* begin QUOTED PASSAGE *

Sebastian Marti - Director - IR
Good morning, and thank you for joining us today. My name is Sebastian Marti, and I'm Ternium's Director of Investor Relations. Ternium issued a press release this morning detailing its results for the first quarter 2014. This call is complimentary to that presentation. Joining me today is Ternium CFO, Mr. Pablo Brizzio, who will discuss our performance. At the conclusion of our prepared remarks, we will open up the call to your questions.
Before we begin, I would like to remind you that this conference call contains forward looking information, and that actual results may vary from those expressed or implied. Factors that could affect results are contained in our filings with the Securities and Exchange Commission, and in our press release issued today. With that, I'll turn the call over to Mr. Brizzio.
Pablo Brizzio - CFO
Thanks, Sebastian, and good morning to everyone. Thank you very much for participating in this call and we really appreciate your interest in our company. I will begin with a very brief description of our performance in the first quarter of the year and then we will go directly to the Q&A.
EBITDA during the first quarter of 2014 was USD417 million, 7% higher than EBITDA in the fourth quarter 2013 as a result of an increase in steel shipments and slightly higher margins.
Steel shipments reached 2.3 million tons in the quarter, 5% higher than in the fourth quarter 2013. Shipments in Mexico increased 140,000 tons sequentially, following an increase in commercial efforts in the country in 2013 which began materializing in the first quarter and we expect will continue in the second quarter.
The ramp up of our new Pesqueria facility is progressing according to plan and we expect it to gradually contribute to shipments in the following quarters. We are very pleased with the results which have been gained from this new state of the art cold rolling mill. At the same time, Tenigal, our joint venture with Nippon to produce high specification galvanized steel for the auto industry in Mexico continues to advance with success in its certification processes needed to become suppliers of the different automakers in Mexico. The auto industry in Mexico has very good prospects in the country as a result of their plans for expansion of initial capacity in the following years.
Also important to mention regarding to Mexico, the Mexican steel market, are the reforms that have been carried out by the Mexican government and the recent announcement of an increase in the budget for government sponsored infrastructure investment planned in the country over the next 5 years.
Shipments in the Southern Region in the first quarter were 60,000 tons lower sequentially mainly due to seasonality in Argentina. We expect shipments to recover in the second quarter 2014 although steel consumption in this country could be affected in the following quarter by weakening expectations in some of the industries we serve.

* end QUOTED PASSAGE *

▸ **OBJECTIVE**
Proceed with the Ternium first-quarter 2014 earnings call transcript above, picking up right after its final sentence.

* begin RECORDED DATA *

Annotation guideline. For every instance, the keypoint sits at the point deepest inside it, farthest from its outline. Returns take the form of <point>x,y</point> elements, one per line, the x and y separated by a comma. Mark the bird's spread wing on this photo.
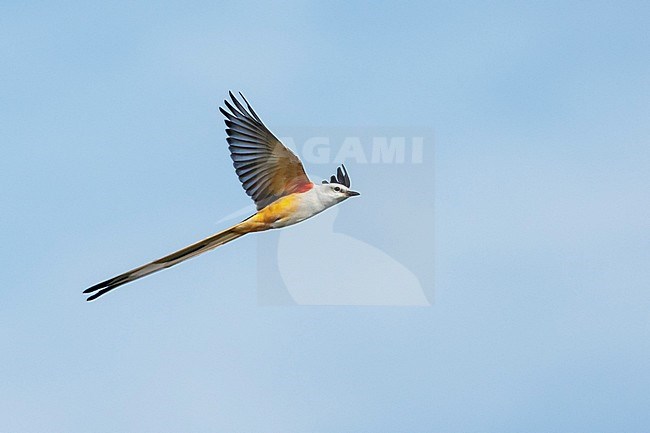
<point>266,168</point>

* end RECORDED DATA *

▸ **RESULT OF THE EXERCISE**
Steel revenue per ton in the first quarter was 3% lower sequentially mainly as a result of revenue per ton decreasing 6% in the Southern Region and 2% in other markets. It remains relatively stable in Mexico. We are not expecting significant changes in revenue per ton in Mexico or the Southern Region in the second quarter of 2014. Prices in the US have been strong lately, in part as a result of extreme weather conditions in the north of the country and some unexpected outage of capacity that affected the supply of steel. We expect this trend to proceed in the second quarter as steel demand remains healthy. Although over the longer term, prevailing prices in Europe and Asia could have a negative impact on North American prices.
Consolidated EBITDA per ton of steel was USD179 in the first quarter, compared to USD175 in the fourth quarter, and EBITDA margin reached 19% from 18% in the fourth quarter. The reason for the slight margin increase were lower costs on SG&A, mainly Argentina, partially offset by the previously mentioned 3% decrease in revenue per ton.
Net income in the first quarter 2014 was USD188 million, or a gain of USD0.76 per ADS. The results compare with a USD171 million gain in the fourth quarter 2013, or USD0.64 per ADS.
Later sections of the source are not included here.